▶ Your objective: Pick out every line in the records that contains the word "metal" and copy each one. Case counts, so only lines with that exact capitalization qualify.

▶ Data supplied:
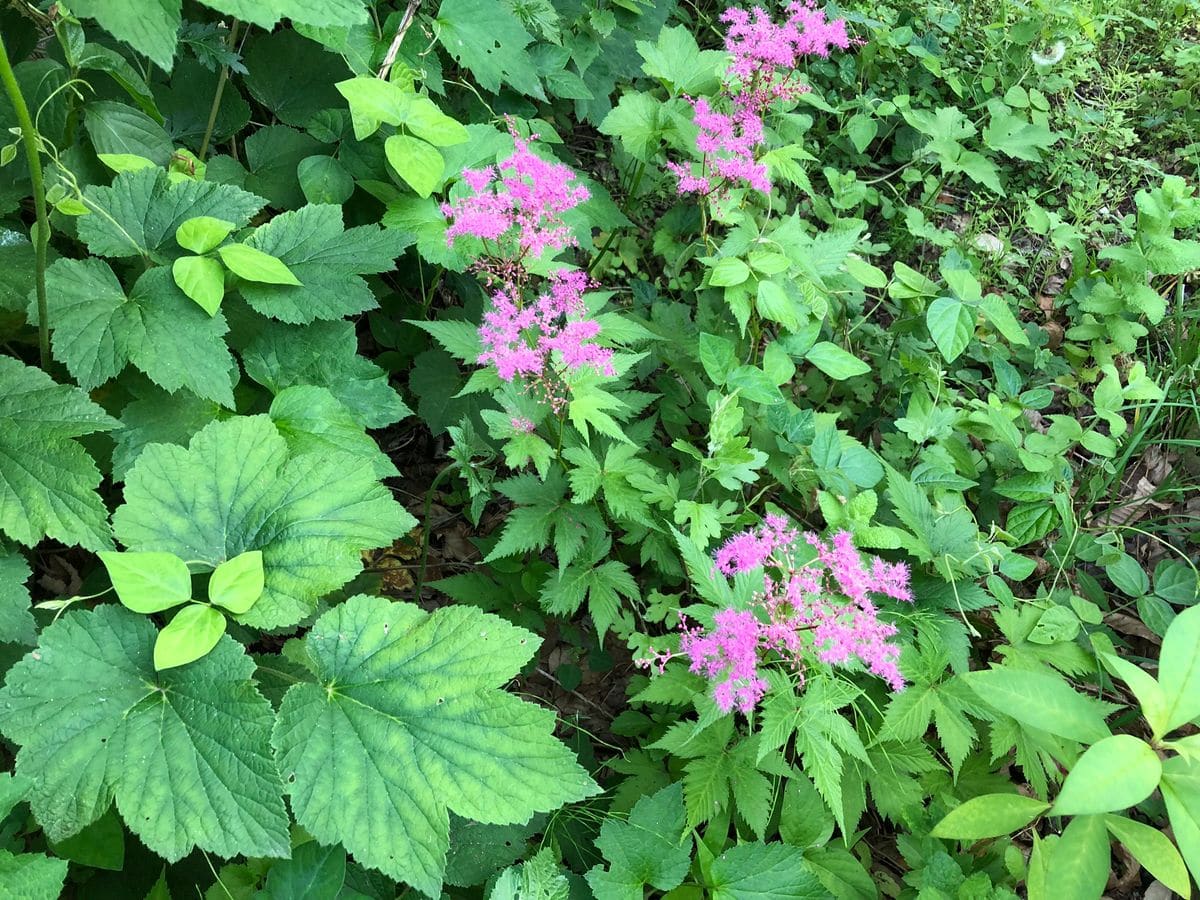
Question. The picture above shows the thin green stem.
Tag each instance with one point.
(425, 527)
(41, 240)
(216, 97)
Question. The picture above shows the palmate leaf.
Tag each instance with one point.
(47, 480)
(99, 330)
(184, 753)
(238, 487)
(327, 259)
(408, 719)
(143, 209)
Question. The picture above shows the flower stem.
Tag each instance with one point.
(41, 240)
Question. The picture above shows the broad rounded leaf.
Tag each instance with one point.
(415, 161)
(252, 264)
(148, 582)
(1179, 669)
(202, 279)
(238, 583)
(408, 719)
(47, 480)
(195, 630)
(201, 234)
(951, 324)
(989, 816)
(184, 753)
(1113, 774)
(238, 487)
(327, 259)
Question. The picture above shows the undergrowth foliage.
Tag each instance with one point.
(527, 449)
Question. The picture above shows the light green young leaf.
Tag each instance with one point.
(411, 703)
(47, 480)
(1179, 669)
(191, 635)
(989, 816)
(238, 487)
(328, 259)
(202, 279)
(1155, 851)
(1113, 774)
(99, 330)
(835, 363)
(184, 753)
(148, 582)
(238, 583)
(415, 161)
(201, 234)
(252, 264)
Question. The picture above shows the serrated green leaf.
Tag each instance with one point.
(409, 702)
(328, 261)
(47, 480)
(184, 753)
(238, 487)
(148, 582)
(99, 330)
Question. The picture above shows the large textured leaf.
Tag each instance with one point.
(324, 354)
(327, 259)
(184, 753)
(238, 487)
(99, 330)
(147, 209)
(47, 481)
(408, 720)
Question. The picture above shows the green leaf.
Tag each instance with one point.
(415, 161)
(148, 582)
(238, 583)
(727, 273)
(324, 179)
(1179, 669)
(17, 624)
(148, 209)
(202, 279)
(253, 264)
(1113, 774)
(31, 876)
(407, 712)
(1079, 864)
(312, 420)
(313, 873)
(485, 37)
(324, 354)
(989, 816)
(1042, 701)
(150, 27)
(1153, 850)
(835, 363)
(763, 871)
(238, 487)
(648, 849)
(203, 233)
(951, 324)
(190, 635)
(99, 330)
(328, 261)
(184, 753)
(47, 480)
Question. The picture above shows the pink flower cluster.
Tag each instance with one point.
(521, 340)
(520, 207)
(525, 199)
(763, 69)
(822, 609)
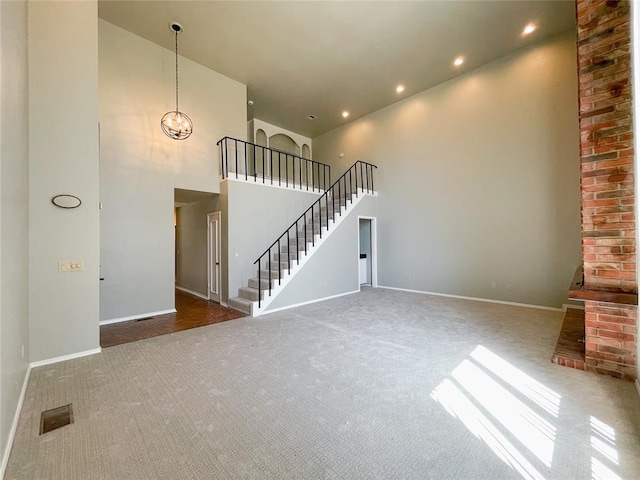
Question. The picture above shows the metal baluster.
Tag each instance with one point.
(289, 251)
(297, 245)
(333, 206)
(313, 228)
(326, 203)
(372, 189)
(366, 169)
(269, 259)
(259, 281)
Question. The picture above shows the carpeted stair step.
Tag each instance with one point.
(264, 283)
(241, 304)
(250, 293)
(283, 253)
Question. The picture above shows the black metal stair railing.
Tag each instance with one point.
(302, 233)
(271, 166)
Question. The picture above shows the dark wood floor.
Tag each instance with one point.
(192, 312)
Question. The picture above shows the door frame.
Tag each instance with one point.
(374, 249)
(210, 216)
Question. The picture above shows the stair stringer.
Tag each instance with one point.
(295, 269)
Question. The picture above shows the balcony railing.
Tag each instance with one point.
(251, 162)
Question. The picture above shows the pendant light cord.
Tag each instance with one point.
(177, 109)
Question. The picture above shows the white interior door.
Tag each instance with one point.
(213, 230)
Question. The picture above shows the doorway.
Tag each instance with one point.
(213, 249)
(367, 248)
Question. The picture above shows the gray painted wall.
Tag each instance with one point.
(333, 269)
(14, 211)
(140, 166)
(63, 152)
(192, 231)
(478, 179)
(256, 215)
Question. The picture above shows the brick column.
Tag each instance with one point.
(607, 185)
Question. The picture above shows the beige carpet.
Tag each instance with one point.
(381, 384)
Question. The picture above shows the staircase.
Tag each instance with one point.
(291, 250)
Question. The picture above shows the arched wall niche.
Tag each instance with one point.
(284, 143)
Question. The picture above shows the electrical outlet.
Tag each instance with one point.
(77, 265)
(70, 265)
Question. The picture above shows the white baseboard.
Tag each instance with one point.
(191, 292)
(137, 317)
(64, 358)
(476, 299)
(14, 425)
(307, 302)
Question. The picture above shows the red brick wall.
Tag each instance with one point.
(607, 182)
(610, 336)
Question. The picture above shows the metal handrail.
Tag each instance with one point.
(293, 171)
(343, 188)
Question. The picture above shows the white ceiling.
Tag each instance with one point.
(307, 57)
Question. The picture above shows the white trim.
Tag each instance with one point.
(374, 247)
(567, 306)
(190, 292)
(217, 217)
(308, 302)
(476, 299)
(14, 424)
(292, 186)
(137, 317)
(64, 358)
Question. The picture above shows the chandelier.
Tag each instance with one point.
(175, 124)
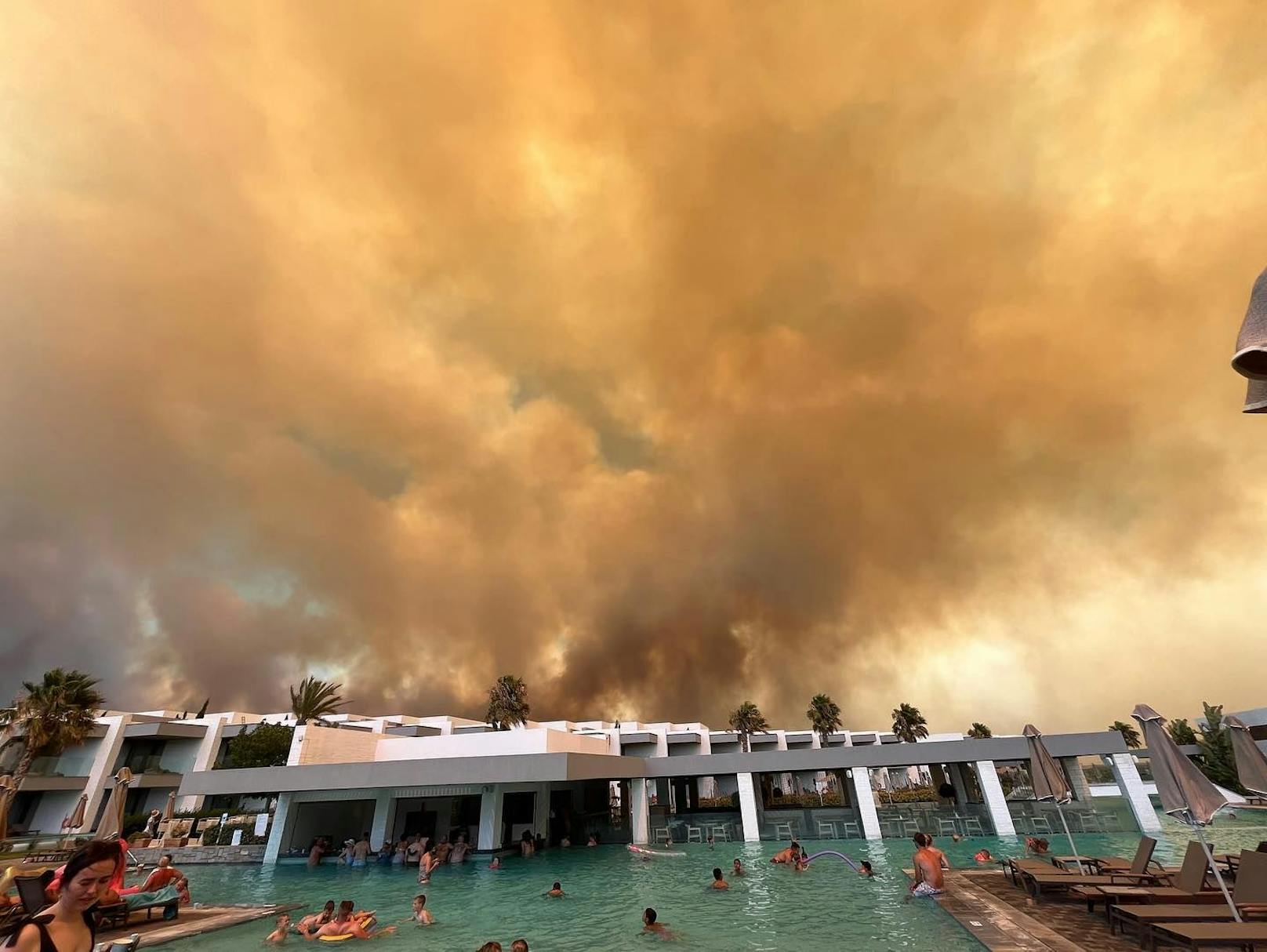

▶ Final result:
Question. The picture above shows the metal baluster.
Question. The picture above shows the black metal stair railing.
Question. The picture above shows the metal handrail.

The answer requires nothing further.